▶ [Your assignment] Transcribe each entry exactly, without pictures.

▶ [Given entries]

=== Begin Enclosure ===

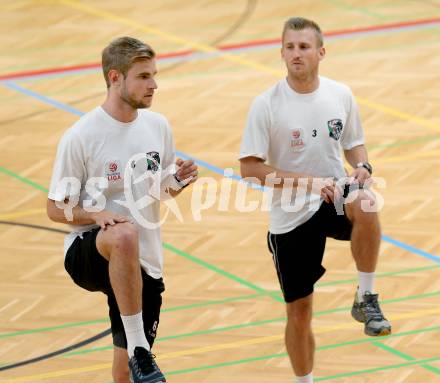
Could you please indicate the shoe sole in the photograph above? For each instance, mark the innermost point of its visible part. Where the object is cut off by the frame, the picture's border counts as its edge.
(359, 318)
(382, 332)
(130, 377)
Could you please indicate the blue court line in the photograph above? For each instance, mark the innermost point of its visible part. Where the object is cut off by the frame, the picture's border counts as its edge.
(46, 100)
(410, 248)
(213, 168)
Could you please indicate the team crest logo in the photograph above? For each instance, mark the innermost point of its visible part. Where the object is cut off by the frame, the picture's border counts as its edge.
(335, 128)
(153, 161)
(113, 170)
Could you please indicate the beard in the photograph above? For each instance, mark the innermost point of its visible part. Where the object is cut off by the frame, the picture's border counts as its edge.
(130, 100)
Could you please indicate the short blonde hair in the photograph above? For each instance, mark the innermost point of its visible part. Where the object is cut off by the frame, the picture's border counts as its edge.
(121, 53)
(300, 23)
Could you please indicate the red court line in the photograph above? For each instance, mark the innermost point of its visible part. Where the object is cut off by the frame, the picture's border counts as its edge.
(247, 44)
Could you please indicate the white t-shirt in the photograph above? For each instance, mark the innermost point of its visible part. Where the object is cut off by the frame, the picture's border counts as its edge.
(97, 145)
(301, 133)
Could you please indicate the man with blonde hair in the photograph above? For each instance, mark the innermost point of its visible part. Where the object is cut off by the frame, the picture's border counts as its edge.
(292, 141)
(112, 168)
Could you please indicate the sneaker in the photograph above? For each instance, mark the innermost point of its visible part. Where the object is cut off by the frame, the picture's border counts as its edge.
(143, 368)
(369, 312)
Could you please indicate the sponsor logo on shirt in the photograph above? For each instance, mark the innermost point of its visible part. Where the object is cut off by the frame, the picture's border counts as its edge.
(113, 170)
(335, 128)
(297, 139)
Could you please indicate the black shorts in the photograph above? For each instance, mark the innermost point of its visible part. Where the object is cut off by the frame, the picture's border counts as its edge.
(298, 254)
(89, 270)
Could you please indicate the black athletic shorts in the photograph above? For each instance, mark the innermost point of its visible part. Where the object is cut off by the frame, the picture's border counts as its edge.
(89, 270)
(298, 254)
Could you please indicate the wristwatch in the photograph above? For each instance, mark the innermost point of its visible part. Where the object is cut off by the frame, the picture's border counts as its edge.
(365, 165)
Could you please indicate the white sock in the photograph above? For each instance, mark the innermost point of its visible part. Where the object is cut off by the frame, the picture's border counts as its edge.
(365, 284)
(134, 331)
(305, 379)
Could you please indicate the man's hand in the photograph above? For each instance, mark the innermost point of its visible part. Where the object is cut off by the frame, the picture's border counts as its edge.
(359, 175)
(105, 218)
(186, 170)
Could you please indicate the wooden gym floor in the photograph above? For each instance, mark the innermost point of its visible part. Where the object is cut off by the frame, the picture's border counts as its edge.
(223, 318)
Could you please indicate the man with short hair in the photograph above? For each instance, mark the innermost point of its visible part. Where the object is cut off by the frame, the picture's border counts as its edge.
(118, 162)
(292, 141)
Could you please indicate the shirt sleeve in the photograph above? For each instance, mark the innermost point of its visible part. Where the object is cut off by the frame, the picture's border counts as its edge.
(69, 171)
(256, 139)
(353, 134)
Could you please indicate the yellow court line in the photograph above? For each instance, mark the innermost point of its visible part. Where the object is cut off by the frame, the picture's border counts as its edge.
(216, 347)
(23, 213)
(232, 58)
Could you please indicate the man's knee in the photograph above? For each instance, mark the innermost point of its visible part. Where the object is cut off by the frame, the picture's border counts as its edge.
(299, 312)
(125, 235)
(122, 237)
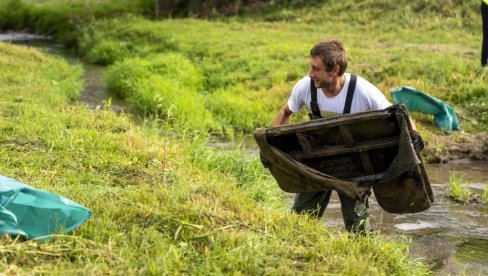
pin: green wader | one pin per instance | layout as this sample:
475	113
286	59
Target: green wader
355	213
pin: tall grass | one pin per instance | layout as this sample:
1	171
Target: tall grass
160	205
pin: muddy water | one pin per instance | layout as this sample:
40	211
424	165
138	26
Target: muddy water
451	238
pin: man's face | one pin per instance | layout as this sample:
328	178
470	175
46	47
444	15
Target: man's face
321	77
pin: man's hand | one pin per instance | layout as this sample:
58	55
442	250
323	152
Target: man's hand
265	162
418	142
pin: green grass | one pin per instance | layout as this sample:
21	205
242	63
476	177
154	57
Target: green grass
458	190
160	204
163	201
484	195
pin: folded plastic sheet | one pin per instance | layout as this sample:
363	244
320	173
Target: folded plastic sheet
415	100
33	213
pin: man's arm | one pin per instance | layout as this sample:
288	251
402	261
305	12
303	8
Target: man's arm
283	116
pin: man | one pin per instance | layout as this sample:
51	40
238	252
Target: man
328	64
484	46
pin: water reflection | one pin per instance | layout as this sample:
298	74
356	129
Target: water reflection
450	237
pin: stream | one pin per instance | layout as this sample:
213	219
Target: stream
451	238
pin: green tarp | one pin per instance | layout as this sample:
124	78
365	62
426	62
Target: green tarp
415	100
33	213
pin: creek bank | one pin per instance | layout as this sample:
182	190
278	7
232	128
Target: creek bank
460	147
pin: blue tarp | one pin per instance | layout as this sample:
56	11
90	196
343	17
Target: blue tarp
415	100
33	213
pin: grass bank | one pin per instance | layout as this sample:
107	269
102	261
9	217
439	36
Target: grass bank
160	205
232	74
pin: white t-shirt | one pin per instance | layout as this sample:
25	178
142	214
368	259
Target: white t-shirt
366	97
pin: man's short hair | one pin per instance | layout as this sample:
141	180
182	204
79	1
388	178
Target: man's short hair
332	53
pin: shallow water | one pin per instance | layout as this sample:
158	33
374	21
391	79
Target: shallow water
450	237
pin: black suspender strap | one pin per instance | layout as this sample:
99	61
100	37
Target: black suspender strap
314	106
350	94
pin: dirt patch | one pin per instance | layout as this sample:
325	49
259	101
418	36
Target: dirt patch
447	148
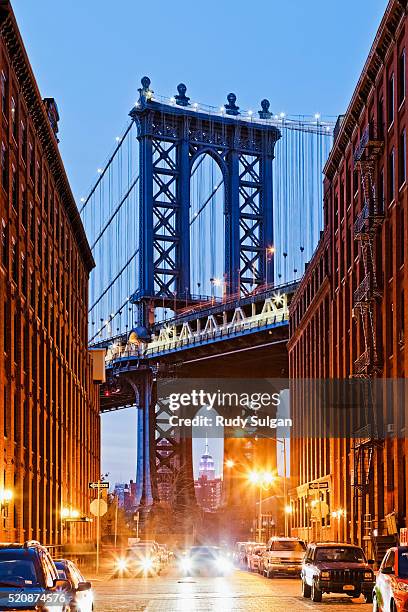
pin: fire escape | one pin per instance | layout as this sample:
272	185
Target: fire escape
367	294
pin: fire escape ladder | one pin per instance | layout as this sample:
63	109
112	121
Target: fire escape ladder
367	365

=== End Enclosure ===

▶ [Answer]
Could you please indicate the shoe sole in the photograph above? For each instance, mark the innermost point of its visible part. Where the object is cut off by the frame, the picture's border counts as its edge.
(359, 318)
(382, 332)
(130, 377)
Could you please indicate the blue court line in the photograph above? For each instance, mark the innermost point of its visible part. Where the object is cut off by the frame, the picture's border counts as its edge.
(46, 100)
(410, 248)
(213, 168)
Could you please indicate the team crest logo in the photograph above? For each instance, mark the innermost point of its visible part. Where the object is cut off by the frame, the picture's border counts as its edge.
(335, 128)
(153, 161)
(113, 170)
Could you please indicate the beard in the photograph above? For each instance, mark the innermost point of its visible part. Where the object is cut off by the frame, the picture's border counts as its edge.
(130, 100)
Could you please indicate the short blonde hair in the photograph above? For each instance, mark the innermost point of its visible part. Where the object is cut off by the frame, the picture's border counts as its edge.
(121, 53)
(300, 23)
Could you please indicate the red court line in the photograph above? For each instance, mark the innermost point of its visible part. Where the object is cut off by the frame, the picture's border counts as its edge.
(247, 44)
Could you please indicate the white t-shirt in the photograph above? For each instance, mark the innermost point of its visible part. Where the object is cut off by the frame, the picture's border counts as its edge.
(97, 145)
(301, 133)
Could you please indicate the man with blonde hair in the photograph above? For each instance, mark the innermost point of its visible part. Where the object is cut off by the frame, the picture's border counts as its edge.
(292, 141)
(112, 168)
Could you please indicate the sneaker in the photograph above? For each instance, mark the innermost point of its visible part. Where the object is cut off by the frame, the picture's border counts as its edge.
(143, 368)
(369, 312)
Could you please indicate the sponsor logo on shirt in the photograph above? For each instance, mark the innermost point of its visible part. Where the object is cut off by the frame, the picture's border counts as its edge.
(113, 170)
(335, 128)
(297, 139)
Could you please indicate the black shorts in the photograph above? For each instance, mark the innermost point of its visible part. Where the object is cut off by the frame, the picture's border counts as its edge.
(298, 254)
(89, 270)
Could you please indicate the black athletic shorts in the photograph above? For each instance, mark the innermost point of its visible part. Where the object is cut off by the frame, the picture's border counts as its edge.
(89, 270)
(298, 254)
Could you please indicate the wristwatch in the photograph above? For each instance, mark the innermost point of its visible part. Where the object is cut off by the frame, the picture's border counts as its edge.
(365, 165)
Could you please indicate the white sock in the photograph above? For each instance, mark the innermost point of its visible part. Where the object is cut off by the frame, the picture's border counts as its edge.
(365, 284)
(134, 331)
(305, 379)
Could you please indicate the man's hand in the photograph above? For each instance, mark the innermost point of its visible part. Where the object is cut off by the frame, the picture's border counts as its edge.
(359, 175)
(105, 218)
(186, 170)
Could you please indicate the wooden gym floor in the photograph above? For each instance, mark the innermost point of its visible part. Where the object is cut off by the frame, the picture's border counts as its edge.
(223, 318)
Could you please indicate the man with short hair in the photograph above? For each instance, mark the innermost point of its visible part. Where the object is cut off by the frame, the picture's border counts as its edge.
(118, 162)
(292, 141)
Could you please indicate the shirt sleeve in the photograph above? For each instance, mark the innermost point of its visible part. Where the object is cut off by the frame, the picture's border counts as its edge.
(69, 171)
(256, 139)
(353, 134)
Could you please indicate the yellow court line in the photograph above? For each instance, mark the innermost point of its visible part. Where the object is cut off by the frame, the picture's border counts as its edge.
(216, 347)
(23, 213)
(232, 58)
Could you please indicate the man's knee in the photograph above? For each instance, mark the innermost point of its visible part. Where the object is cut off by the frame, the picture's border counts as its edge.
(299, 312)
(125, 235)
(122, 237)
pin: green wader | one pin per instance | layout as this sample:
475	113
286	59
Target: green wader
355	213
pin: tall grass | one pin per instance | layout as this sample:
1	171
Target: tall grass
160	205
pin: muddy water | one pin per instance | layout as this sample:
40	211
424	165
138	26
Target: muddy water
451	238
pin: man's face | one pin per instance | layout as this sample:
328	178
470	175
46	47
444	15
Target: man's face
321	77
pin: man's hand | one pin per instance | layout as this sample:
58	55
442	250
323	152
Target: man's hand
265	162
418	142
pin: green grass | one pin per instance | layout as this sample:
21	205
242	63
476	177
154	57
Target: green grass
458	190
160	204
163	201
484	195
pin: folded plastic sheet | one pin per instance | layout as this sample:
363	244
320	173
Target: folded plastic sheet
415	100
33	213
pin: man's arm | one pin per instance | layout as this sample:
288	251
402	261
305	12
303	8
Target: man's arm
283	116
pin: man | one pin per instance | layout as this sample:
51	40
238	252
Target: man
328	64
484	46
pin: water reflection | one pin per instance | layout as this sample:
298	74
356	129
Target: water reflection
450	237
pin: stream | one pin per instance | layout as this sample:
213	219
Target: stream
451	238
pin: green tarp | one pin per instance | layout as this sample:
124	78
365	62
426	62
Target: green tarp
415	100
33	213
pin: creek bank | one pin per instance | layout as this sample:
182	190
278	7
232	128
Target: creek bank
460	147
pin: blue tarp | one pin per instance | layout as this sample:
56	11
90	196
343	17
Target: blue tarp
415	100
33	213
pin: grass bank | one pin per instance | layout as this sample:
107	269
102	261
9	217
439	36
Target: grass bank
160	205
232	74
pin: white t-shirt | one pin per instance | layout as this sample:
25	178
142	214
368	259
Target: white t-shirt
366	97
pin: man's short hair | one pin per instance | layout as this sample:
141	180
182	204
79	1
388	178
Target: man's short hair
332	53
pin: shallow water | one pin per instance | layout as this sample:
158	33
374	21
391	79
Target: shallow water
450	237
pin: black suspender strap | one pin per instance | layout as this sample:
99	61
100	37
Target: black suspender strap
314	106
350	94
pin: dirt patch | one pin per instance | layout as this sample:
325	49
259	101
418	36
Target: dirt patch
447	148
pin: fire escape | one pin per instance | layout as this sample:
272	185
Target: fire escape
367	294
pin: fire escape ladder | one pin per instance | layout as this sample:
63	109
112	121
Target: fire escape ladder
367	365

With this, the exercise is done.